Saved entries
□ □ □ □

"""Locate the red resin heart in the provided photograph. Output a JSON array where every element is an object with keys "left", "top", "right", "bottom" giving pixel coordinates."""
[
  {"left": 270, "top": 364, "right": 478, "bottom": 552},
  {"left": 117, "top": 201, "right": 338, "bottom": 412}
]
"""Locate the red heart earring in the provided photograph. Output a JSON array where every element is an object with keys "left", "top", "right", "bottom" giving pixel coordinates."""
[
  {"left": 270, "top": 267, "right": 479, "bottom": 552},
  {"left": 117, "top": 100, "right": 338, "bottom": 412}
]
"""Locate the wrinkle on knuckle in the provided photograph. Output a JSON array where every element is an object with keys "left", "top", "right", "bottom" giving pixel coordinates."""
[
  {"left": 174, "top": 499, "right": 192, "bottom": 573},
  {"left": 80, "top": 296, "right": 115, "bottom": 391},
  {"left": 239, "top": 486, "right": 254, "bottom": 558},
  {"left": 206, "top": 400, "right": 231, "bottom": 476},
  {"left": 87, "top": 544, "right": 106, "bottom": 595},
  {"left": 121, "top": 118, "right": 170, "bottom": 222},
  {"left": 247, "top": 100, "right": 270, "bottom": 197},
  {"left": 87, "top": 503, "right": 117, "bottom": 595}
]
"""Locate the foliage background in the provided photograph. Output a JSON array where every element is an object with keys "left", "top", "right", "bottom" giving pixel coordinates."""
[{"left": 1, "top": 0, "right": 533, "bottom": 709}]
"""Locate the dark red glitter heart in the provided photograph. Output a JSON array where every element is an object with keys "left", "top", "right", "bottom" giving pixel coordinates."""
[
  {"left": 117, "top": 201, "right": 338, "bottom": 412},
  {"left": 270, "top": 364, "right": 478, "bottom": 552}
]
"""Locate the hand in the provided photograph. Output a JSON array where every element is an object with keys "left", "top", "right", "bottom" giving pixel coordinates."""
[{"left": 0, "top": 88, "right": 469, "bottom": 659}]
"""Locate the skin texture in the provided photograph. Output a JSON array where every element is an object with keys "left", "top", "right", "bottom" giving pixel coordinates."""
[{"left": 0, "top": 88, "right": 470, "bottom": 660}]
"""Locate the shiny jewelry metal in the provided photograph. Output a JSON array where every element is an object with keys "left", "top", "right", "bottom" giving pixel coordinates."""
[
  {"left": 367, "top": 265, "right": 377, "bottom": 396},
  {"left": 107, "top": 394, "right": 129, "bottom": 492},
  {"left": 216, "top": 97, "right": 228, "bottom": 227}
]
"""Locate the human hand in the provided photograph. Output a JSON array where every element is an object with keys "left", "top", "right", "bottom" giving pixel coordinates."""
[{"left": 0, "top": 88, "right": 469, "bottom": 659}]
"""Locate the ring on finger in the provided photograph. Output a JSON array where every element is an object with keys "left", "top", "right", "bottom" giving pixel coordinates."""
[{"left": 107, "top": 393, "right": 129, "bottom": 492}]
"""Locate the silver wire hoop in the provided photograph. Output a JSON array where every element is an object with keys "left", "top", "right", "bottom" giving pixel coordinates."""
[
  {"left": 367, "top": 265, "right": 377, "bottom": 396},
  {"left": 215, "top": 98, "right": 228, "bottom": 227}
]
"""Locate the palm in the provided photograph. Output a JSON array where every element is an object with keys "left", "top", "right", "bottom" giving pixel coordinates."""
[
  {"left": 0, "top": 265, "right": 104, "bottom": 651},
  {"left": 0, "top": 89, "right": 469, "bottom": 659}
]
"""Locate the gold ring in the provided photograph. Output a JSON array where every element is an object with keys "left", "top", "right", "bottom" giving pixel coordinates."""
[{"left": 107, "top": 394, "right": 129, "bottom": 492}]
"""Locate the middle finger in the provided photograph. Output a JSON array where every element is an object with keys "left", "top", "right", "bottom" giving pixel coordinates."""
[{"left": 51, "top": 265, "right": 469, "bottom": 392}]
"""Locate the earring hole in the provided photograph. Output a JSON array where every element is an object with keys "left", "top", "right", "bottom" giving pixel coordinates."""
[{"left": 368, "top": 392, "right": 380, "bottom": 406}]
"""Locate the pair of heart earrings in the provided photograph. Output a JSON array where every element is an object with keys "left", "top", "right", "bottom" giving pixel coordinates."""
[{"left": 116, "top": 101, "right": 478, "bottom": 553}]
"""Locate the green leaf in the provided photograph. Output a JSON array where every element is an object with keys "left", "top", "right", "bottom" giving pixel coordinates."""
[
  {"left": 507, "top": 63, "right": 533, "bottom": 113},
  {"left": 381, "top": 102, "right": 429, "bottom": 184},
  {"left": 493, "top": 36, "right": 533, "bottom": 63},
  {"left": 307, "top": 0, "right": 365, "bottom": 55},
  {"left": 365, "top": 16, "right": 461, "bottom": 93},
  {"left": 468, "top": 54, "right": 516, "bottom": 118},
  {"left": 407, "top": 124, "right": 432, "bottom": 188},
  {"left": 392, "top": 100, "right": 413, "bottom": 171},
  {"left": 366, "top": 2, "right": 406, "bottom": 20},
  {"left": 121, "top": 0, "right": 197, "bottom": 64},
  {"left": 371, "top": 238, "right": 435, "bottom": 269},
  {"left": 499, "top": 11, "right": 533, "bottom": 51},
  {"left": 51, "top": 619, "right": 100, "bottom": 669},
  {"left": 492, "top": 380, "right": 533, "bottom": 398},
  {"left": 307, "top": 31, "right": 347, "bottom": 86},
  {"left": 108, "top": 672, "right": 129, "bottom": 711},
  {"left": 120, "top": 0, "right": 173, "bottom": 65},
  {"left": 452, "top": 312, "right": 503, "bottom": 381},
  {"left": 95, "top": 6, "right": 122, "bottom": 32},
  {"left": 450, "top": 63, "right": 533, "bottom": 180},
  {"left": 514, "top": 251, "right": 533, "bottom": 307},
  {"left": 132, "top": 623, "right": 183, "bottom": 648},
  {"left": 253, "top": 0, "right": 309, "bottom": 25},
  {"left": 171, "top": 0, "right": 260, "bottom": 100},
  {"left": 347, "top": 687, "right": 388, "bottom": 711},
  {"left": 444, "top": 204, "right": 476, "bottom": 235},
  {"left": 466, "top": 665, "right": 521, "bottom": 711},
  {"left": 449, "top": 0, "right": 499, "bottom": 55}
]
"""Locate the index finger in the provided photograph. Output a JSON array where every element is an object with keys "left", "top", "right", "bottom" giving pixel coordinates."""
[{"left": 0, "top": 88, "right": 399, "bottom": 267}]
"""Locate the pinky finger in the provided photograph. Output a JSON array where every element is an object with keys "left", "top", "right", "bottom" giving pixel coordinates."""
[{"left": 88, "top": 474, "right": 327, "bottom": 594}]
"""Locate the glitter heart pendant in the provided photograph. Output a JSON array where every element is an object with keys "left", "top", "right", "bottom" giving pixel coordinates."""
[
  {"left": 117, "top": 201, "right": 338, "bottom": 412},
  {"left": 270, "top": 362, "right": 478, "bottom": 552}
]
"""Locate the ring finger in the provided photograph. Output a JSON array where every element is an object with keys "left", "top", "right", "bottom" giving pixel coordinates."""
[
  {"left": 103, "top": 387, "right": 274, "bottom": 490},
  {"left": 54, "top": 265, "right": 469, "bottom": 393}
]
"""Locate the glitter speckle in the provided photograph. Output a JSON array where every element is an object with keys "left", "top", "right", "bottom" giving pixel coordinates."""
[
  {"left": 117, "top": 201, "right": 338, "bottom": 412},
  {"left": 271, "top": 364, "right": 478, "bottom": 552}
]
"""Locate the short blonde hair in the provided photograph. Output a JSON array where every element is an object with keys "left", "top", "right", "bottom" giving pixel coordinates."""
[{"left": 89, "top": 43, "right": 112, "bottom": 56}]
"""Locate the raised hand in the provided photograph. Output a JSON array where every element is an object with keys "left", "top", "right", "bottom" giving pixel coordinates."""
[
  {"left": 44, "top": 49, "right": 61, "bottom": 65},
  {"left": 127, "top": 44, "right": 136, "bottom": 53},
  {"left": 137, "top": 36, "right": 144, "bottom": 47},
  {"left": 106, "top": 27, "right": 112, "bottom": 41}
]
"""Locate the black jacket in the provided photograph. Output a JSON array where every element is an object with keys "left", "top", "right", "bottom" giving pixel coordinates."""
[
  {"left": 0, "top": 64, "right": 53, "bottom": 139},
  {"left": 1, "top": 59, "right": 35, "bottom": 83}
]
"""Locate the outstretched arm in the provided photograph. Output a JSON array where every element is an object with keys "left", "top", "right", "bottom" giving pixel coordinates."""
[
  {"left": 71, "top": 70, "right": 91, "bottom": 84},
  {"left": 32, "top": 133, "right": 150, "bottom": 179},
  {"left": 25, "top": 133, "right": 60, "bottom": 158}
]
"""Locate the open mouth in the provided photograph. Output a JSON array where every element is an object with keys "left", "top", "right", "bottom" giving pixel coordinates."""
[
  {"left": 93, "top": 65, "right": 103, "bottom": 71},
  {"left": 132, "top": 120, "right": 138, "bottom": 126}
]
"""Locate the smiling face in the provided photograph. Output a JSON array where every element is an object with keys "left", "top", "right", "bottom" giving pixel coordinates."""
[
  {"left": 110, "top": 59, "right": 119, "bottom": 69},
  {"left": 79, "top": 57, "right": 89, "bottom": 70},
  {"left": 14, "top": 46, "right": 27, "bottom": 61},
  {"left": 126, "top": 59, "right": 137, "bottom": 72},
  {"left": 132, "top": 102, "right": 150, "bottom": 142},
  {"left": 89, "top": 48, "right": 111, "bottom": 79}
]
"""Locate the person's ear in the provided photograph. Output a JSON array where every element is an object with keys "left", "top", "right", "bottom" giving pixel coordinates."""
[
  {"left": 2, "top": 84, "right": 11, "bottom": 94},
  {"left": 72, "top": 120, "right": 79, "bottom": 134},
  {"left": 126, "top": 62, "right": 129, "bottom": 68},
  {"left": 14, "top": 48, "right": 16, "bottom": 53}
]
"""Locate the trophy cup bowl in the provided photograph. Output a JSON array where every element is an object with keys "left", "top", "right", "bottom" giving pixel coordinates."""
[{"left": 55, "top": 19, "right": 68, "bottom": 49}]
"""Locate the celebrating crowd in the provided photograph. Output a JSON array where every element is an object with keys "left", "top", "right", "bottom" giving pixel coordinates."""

□ □ □ □

→ **Your instructions**
Only these are to be transcribed: the line with "the trophy cup" and every line after it through the last line of the entries, each exactly.

→ **Solution to the problem**
"""Locate the trophy cup bowl in the provided photograph. Output a JSON array where every element is an object with keys "left", "top", "right", "bottom" giving pixel coordinates."""
[{"left": 55, "top": 19, "right": 68, "bottom": 49}]
"""Locate the celebrating crowd in the provided photograph. Output a JSON array where every element is an object with keys "left", "top", "right", "bottom" giving pixel coordinates."""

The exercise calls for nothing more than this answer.